REQUIREMENTS ::
Output all of the records exactly as written.

[Location annotation dataset excerpts]
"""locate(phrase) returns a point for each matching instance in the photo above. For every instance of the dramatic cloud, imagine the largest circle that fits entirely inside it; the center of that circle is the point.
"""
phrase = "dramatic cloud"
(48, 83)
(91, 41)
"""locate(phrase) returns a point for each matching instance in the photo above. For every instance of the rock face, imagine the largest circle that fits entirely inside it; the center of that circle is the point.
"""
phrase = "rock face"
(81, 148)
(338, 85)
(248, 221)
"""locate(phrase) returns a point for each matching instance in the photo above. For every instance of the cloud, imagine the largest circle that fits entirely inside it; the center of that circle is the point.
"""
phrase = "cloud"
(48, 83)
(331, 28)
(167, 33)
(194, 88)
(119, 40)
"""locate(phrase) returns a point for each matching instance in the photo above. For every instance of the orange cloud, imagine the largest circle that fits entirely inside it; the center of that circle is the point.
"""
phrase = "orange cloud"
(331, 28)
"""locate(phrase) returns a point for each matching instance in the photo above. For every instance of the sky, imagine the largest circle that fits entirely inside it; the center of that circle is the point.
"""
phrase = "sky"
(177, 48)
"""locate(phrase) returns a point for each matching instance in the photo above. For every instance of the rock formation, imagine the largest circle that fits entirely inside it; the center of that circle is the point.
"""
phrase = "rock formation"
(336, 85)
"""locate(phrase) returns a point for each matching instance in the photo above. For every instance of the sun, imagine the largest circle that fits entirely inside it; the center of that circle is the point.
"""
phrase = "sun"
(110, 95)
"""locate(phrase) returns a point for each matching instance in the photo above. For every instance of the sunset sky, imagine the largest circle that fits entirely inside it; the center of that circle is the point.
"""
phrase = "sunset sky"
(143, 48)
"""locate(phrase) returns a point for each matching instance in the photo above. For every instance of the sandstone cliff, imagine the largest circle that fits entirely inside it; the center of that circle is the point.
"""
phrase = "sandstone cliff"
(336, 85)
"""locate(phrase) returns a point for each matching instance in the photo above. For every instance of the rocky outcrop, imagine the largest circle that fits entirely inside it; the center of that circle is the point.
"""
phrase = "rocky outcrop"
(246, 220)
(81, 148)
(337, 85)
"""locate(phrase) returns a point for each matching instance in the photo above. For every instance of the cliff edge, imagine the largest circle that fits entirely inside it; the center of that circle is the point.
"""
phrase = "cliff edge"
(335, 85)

ANSWER TO THE EXERCISE ::
"""locate(phrase) returns a point for each matching instance in the photo above. For every instance of the dramatic cloud, imagine the largest circle that fits entirely inside it; the center of that circle is the point.
"""
phrase = "dramatic cloud"
(48, 83)
(91, 41)
"""locate(phrase) returns a point for each matching instance in the photo above. For every instance of the rock face, imagine the largest circle that fits entirely inside it; the center of that circle is the point.
"""
phrase = "rock face"
(81, 148)
(338, 85)
(248, 221)
"""locate(phrase) returns a point for each matching instance in the photo above. For every instance of the cloud, imagine the largest circle that fits entirely inside it; the center of that circle is the point.
"""
phrase = "cloud"
(48, 83)
(331, 28)
(167, 33)
(194, 88)
(119, 40)
"""locate(phrase) returns a point for each matching instance in the photo above. For every instance of the orange cloud, imagine the largest circle that fits entirely inside it; the center of that circle is the point.
"""
phrase = "orange cloud"
(331, 28)
"""locate(phrase) returns a point for each matching instance in the photo above. For every instance of the sky, imagine the largest circle that fits entirely inside it; the center of that circle is the point.
"""
phrase = "sky"
(177, 48)
"""locate(phrase) returns a point for each matching instance in the photo above. For every instance of the rock formation, imagine the largest circle that fits entirely inside it; the center of that circle is the point.
"""
phrase = "rock formation"
(336, 85)
"""locate(phrase) returns a point for each matching instance in the photo above. For every instance of the sun, imagine the largest circle that fits entirely inside it; the center of that circle is the point.
"""
phrase = "sun"
(110, 95)
"""locate(phrase) returns a point for each matching instance in the photo above. For every instance of the sunset sky, imagine the largest circle that fits entirely inside it; the center of that circle is the point.
"""
phrase = "sunset sky"
(143, 48)
"""locate(phrase) returns a point for each matching instance in the photo above. For every instance of the sandstone cliff, imagine the largest circle that fits entirely inside it; the center of that circle is the point.
"""
phrase = "sandstone cliff"
(336, 85)
"""locate(phrase) returns a point for each matching instance in the photo above. For every instance of the rocky outcrop, imagine the largest circle that fits entirely inside it; the center of that circle is the point.
"""
phrase = "rocky outcrop"
(246, 220)
(81, 148)
(337, 85)
"""locate(phrase) returns a point for each matching instance in the photo above. For every instance of the cliff edge, imagine the largest circle that fits entirely inside it; the center of that circle is the point.
"""
phrase = "cliff edge"
(335, 85)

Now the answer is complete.